The problem: Retype exactly every line from the one that includes "One point belongs on each instance of the tulip tree leaf." through the final line of the listing, both ends kept, and omit the pictures.

Information given:
◆ ◆ ◆

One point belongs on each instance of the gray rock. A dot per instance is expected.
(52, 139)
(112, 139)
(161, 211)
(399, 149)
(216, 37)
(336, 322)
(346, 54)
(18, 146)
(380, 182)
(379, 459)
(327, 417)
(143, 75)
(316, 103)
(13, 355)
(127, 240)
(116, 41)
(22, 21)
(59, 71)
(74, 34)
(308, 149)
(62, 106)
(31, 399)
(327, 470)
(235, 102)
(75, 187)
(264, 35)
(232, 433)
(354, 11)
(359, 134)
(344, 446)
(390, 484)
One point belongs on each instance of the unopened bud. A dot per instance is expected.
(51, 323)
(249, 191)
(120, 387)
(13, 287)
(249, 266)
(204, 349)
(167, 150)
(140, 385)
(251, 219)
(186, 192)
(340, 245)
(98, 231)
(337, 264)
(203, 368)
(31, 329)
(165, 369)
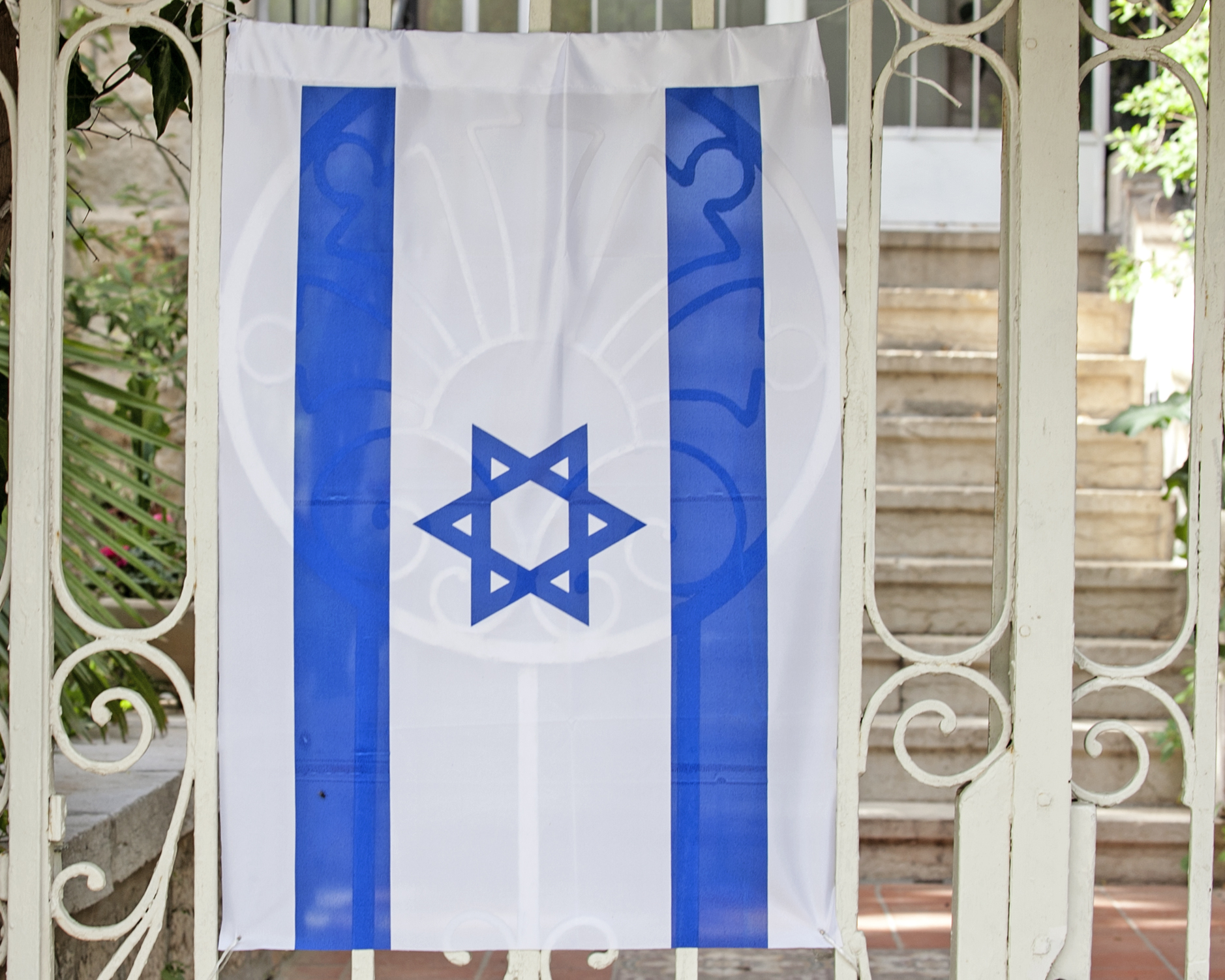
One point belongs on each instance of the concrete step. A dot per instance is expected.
(968, 260)
(1138, 600)
(904, 840)
(943, 451)
(963, 382)
(945, 755)
(968, 320)
(880, 663)
(958, 522)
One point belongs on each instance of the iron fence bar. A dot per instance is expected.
(859, 407)
(1200, 790)
(210, 108)
(31, 864)
(1044, 297)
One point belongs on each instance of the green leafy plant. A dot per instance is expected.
(123, 522)
(1132, 421)
(1165, 141)
(155, 58)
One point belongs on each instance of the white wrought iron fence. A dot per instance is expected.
(1024, 833)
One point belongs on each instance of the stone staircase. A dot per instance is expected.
(936, 396)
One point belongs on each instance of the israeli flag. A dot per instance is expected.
(530, 490)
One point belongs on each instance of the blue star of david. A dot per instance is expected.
(562, 581)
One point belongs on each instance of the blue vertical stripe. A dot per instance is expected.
(717, 374)
(342, 480)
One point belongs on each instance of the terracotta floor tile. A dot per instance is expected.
(908, 930)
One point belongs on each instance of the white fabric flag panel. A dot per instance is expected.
(530, 487)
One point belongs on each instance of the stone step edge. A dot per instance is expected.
(918, 360)
(918, 497)
(888, 819)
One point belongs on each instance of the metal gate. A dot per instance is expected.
(1024, 831)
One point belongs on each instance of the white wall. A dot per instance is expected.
(950, 179)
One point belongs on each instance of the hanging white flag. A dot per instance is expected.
(530, 490)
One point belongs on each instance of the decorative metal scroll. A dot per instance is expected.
(140, 929)
(960, 666)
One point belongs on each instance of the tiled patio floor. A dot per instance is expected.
(1137, 935)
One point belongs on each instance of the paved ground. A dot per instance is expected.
(1138, 934)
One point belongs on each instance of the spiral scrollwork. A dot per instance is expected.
(947, 722)
(142, 924)
(964, 37)
(1093, 744)
(140, 929)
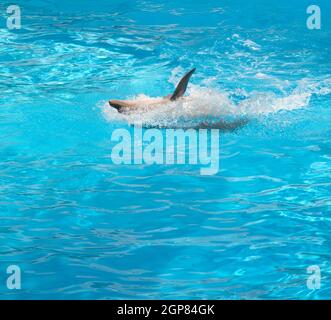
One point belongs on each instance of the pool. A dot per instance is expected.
(80, 226)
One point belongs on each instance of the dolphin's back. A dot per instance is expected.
(182, 85)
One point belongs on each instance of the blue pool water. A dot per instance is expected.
(80, 226)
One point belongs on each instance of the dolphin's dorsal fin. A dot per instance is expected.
(182, 85)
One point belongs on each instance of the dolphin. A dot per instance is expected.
(128, 106)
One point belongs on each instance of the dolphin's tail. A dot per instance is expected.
(182, 85)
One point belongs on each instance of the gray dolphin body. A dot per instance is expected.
(127, 106)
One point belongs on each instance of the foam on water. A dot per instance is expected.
(203, 103)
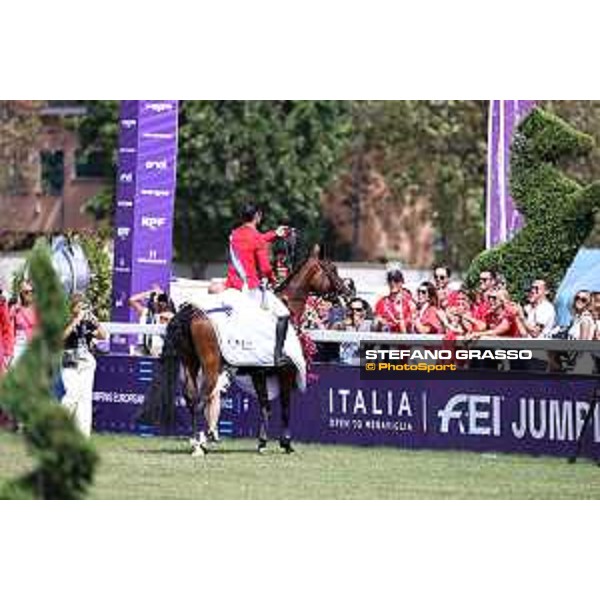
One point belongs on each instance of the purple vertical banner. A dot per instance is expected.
(146, 178)
(502, 218)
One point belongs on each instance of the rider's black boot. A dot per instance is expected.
(280, 335)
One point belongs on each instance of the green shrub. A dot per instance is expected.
(65, 460)
(558, 211)
(100, 288)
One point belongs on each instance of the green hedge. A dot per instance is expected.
(558, 211)
(65, 460)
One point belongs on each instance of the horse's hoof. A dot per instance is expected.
(199, 451)
(286, 445)
(213, 437)
(198, 448)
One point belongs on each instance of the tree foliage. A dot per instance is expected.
(65, 460)
(559, 212)
(279, 153)
(436, 150)
(19, 127)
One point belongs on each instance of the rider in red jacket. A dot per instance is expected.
(250, 268)
(6, 334)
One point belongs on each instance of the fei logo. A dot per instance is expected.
(158, 165)
(153, 223)
(158, 106)
(474, 414)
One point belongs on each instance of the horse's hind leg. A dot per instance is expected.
(190, 393)
(206, 346)
(286, 383)
(260, 385)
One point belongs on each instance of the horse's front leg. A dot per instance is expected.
(286, 383)
(259, 381)
(192, 400)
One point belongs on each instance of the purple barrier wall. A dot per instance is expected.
(146, 177)
(502, 218)
(537, 417)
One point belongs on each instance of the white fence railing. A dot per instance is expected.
(329, 336)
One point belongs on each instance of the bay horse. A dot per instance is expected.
(191, 340)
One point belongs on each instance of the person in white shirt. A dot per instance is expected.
(539, 315)
(583, 325)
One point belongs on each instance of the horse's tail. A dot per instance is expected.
(160, 398)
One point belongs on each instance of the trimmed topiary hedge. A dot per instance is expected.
(65, 459)
(558, 211)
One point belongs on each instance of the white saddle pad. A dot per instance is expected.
(246, 332)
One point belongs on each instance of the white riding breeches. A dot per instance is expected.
(79, 387)
(268, 301)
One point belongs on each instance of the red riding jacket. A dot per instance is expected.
(6, 333)
(249, 257)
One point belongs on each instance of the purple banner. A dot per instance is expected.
(537, 417)
(146, 178)
(502, 218)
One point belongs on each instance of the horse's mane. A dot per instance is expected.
(283, 284)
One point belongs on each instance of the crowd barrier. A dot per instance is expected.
(541, 415)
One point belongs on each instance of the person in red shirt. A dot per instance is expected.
(395, 311)
(428, 313)
(250, 270)
(6, 334)
(502, 320)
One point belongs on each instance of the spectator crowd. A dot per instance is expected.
(448, 308)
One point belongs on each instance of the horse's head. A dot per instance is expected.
(314, 276)
(324, 278)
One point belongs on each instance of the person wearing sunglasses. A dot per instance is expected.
(356, 320)
(6, 334)
(583, 325)
(481, 306)
(395, 311)
(24, 319)
(441, 279)
(539, 316)
(428, 315)
(595, 308)
(502, 319)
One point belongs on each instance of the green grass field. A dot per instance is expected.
(154, 468)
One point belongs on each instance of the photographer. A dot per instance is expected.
(158, 309)
(79, 364)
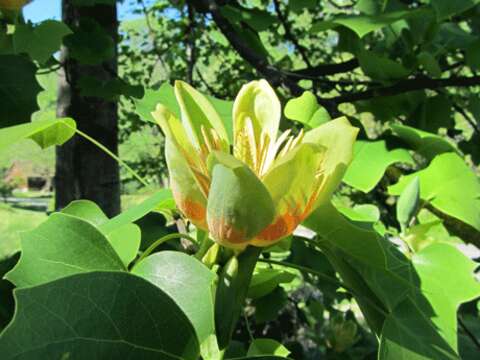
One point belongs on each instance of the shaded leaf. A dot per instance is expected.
(18, 90)
(61, 246)
(427, 144)
(407, 203)
(40, 41)
(267, 347)
(99, 315)
(82, 48)
(188, 282)
(450, 186)
(371, 159)
(45, 133)
(306, 110)
(265, 280)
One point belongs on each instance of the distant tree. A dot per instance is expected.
(83, 171)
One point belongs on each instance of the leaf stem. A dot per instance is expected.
(467, 331)
(110, 153)
(327, 279)
(161, 241)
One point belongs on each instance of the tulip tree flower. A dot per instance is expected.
(259, 192)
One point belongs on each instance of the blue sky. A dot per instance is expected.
(39, 10)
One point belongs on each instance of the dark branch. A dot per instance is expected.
(419, 83)
(255, 59)
(327, 69)
(289, 35)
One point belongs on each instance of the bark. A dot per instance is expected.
(83, 171)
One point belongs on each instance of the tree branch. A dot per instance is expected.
(289, 35)
(419, 83)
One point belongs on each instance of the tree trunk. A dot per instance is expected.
(83, 171)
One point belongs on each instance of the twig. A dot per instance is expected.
(467, 331)
(288, 33)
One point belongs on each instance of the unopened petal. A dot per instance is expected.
(256, 118)
(202, 122)
(292, 182)
(239, 205)
(337, 137)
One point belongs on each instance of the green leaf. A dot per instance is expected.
(125, 239)
(110, 90)
(82, 48)
(265, 280)
(447, 8)
(45, 133)
(370, 161)
(41, 41)
(444, 184)
(413, 313)
(160, 200)
(407, 203)
(18, 90)
(61, 246)
(232, 287)
(434, 113)
(188, 282)
(306, 110)
(381, 68)
(429, 64)
(99, 315)
(86, 210)
(257, 19)
(267, 347)
(427, 144)
(445, 290)
(473, 55)
(365, 24)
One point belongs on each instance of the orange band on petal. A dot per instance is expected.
(283, 226)
(225, 233)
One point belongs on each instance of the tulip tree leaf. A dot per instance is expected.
(447, 8)
(125, 239)
(381, 68)
(186, 280)
(98, 315)
(306, 110)
(44, 132)
(82, 48)
(370, 160)
(365, 24)
(265, 280)
(416, 322)
(267, 347)
(450, 186)
(445, 290)
(427, 144)
(41, 41)
(161, 200)
(61, 246)
(18, 90)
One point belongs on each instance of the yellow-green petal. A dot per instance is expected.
(239, 205)
(256, 118)
(338, 137)
(188, 183)
(292, 182)
(202, 122)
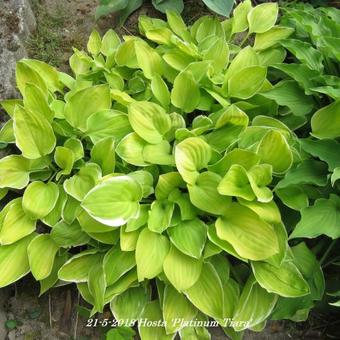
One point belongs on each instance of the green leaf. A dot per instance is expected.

◆ ◆ ◆

Output of the task:
One point belongs on each instance of the tulip tree leaf. A dot per instance is expected.
(447, 8)
(125, 239)
(381, 68)
(186, 280)
(98, 315)
(306, 110)
(44, 132)
(82, 48)
(370, 160)
(365, 24)
(265, 280)
(416, 322)
(267, 347)
(450, 186)
(445, 290)
(427, 144)
(41, 41)
(161, 200)
(61, 246)
(18, 90)
One point belongs on each instance of the yellow-green petal. A dot per instance is expected.
(239, 205)
(256, 118)
(338, 137)
(188, 183)
(292, 182)
(202, 122)
One point belongs on each instance of the green leaf. A dot per instance is expected.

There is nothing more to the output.